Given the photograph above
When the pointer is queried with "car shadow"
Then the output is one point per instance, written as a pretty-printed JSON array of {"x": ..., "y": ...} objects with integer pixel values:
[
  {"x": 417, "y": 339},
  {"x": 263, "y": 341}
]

--*--

▶ _EXERCISE DETAILS_:
Find the line containing "Then the output" in the material above. Print it and every line after it through the end, exactly and only those.

▶ _EXERCISE ANSWER_:
Then the output is one point per instance, written as a pretty-printed JSON array of {"x": ..., "y": ...} objects with integer pixel values:
[
  {"x": 417, "y": 339},
  {"x": 263, "y": 341}
]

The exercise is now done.